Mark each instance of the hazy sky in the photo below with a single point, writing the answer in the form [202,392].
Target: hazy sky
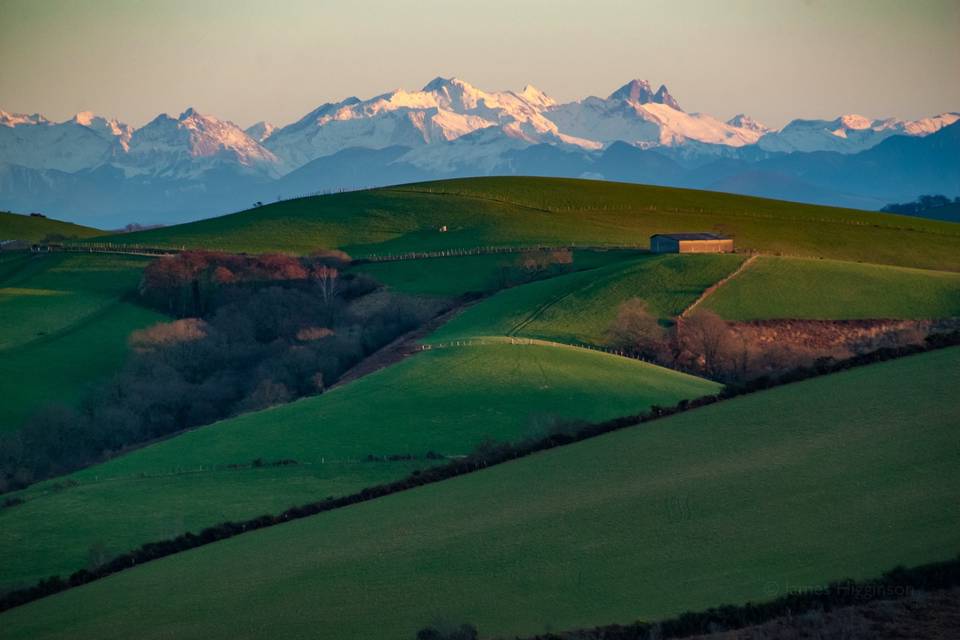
[247,60]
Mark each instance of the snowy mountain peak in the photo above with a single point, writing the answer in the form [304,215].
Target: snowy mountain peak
[84,118]
[11,120]
[638,92]
[440,83]
[261,130]
[855,121]
[662,96]
[536,97]
[743,121]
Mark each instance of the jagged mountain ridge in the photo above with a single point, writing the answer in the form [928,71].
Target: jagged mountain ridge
[174,168]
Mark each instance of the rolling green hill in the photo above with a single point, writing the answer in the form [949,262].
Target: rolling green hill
[518,211]
[826,289]
[66,318]
[744,500]
[14,226]
[455,275]
[446,401]
[580,307]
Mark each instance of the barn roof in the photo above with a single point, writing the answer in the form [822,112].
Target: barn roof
[690,236]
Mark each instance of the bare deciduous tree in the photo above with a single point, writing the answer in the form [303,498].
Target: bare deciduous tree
[707,336]
[637,330]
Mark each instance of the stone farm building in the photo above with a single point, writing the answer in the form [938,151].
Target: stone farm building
[690,243]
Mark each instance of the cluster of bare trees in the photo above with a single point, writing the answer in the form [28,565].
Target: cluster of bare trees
[534,265]
[273,330]
[706,344]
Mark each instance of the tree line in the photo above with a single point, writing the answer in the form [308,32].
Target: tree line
[487,454]
[897,583]
[251,332]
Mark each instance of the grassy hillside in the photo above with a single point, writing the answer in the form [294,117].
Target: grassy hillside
[14,226]
[445,401]
[826,289]
[66,318]
[747,499]
[581,307]
[513,211]
[455,275]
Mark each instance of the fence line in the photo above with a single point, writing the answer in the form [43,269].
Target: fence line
[492,340]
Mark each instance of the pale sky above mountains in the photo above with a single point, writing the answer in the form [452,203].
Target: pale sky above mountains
[247,60]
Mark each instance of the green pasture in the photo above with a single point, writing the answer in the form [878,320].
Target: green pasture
[484,273]
[445,401]
[749,499]
[524,211]
[15,226]
[66,318]
[581,307]
[773,287]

**********

§ **TASK GOAL**
Starting at the line with "Target: pale sky above mountains", restate each line through the end of the records, both ends included, and stop there.

§ **ANSWER SECTION**
Target: pale sky above mountains
[247,60]
Mark each instance of the green pasture in the photo above with a single point, writing the answer in the form [878,320].
Target: green pasture
[484,273]
[445,401]
[749,499]
[524,211]
[15,226]
[66,318]
[581,307]
[773,287]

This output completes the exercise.